--- DATASET ---

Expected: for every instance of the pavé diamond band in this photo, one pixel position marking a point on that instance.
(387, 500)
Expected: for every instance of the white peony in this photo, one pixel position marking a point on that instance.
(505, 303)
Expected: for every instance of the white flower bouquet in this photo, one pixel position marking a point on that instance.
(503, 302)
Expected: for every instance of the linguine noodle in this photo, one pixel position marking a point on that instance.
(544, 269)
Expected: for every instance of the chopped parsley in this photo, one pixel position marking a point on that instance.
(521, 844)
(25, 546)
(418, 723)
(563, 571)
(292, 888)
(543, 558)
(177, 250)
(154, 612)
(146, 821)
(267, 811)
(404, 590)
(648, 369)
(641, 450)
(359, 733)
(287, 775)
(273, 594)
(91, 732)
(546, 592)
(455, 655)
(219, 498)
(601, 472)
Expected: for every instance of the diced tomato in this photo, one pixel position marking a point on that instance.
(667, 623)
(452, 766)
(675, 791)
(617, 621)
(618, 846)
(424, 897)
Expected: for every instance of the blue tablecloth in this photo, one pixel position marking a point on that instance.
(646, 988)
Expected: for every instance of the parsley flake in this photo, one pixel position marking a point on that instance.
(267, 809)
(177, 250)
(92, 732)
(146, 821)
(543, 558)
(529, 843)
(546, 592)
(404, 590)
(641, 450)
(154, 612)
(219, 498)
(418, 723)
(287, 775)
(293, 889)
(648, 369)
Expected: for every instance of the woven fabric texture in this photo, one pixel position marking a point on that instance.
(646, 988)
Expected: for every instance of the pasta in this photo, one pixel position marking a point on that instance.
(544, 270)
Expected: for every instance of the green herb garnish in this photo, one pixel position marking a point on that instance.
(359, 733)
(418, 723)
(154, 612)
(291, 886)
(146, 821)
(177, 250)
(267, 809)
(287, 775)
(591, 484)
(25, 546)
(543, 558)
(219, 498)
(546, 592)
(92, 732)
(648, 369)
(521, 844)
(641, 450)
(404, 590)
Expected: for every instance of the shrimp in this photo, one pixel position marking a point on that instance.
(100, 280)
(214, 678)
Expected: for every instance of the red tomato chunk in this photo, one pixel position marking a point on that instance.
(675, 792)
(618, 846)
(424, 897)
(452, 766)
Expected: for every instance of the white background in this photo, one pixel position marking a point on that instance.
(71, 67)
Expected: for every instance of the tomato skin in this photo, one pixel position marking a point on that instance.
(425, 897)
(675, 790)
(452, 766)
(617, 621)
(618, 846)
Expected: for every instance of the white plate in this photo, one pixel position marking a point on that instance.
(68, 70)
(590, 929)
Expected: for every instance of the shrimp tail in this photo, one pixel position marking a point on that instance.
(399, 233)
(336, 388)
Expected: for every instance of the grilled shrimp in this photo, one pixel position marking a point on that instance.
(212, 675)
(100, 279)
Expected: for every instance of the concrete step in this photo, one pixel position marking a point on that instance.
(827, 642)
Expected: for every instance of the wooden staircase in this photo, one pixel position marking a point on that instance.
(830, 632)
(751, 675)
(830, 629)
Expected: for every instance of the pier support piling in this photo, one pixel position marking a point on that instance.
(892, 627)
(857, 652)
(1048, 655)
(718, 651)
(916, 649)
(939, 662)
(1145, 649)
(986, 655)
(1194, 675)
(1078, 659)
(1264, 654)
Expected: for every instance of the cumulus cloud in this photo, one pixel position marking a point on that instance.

---

■ **EXERCISE PROMPT**:
Rewrite the data between the lines holding "Expected: for every instance of the concrete" and "(1264, 654)", inclusive, with "pixel position" changed to "pixel coordinate" and everything else left as it is.

■ **WRITTEN REPLY**:
Expected: for every instance of the concrete step in this photo, one pixel coordinate marking a point on that instance.
(827, 642)
Expected: for every instance of the wooden staircase in this photo, one pixel coordinate marking a point on that instance.
(830, 632)
(751, 675)
(830, 629)
Expected: for every instance of the pier support piling in this photo, one pixel coordinate marking a point on that instance.
(892, 627)
(857, 652)
(1048, 655)
(718, 651)
(916, 649)
(939, 662)
(1145, 649)
(986, 655)
(1194, 675)
(1078, 659)
(1264, 654)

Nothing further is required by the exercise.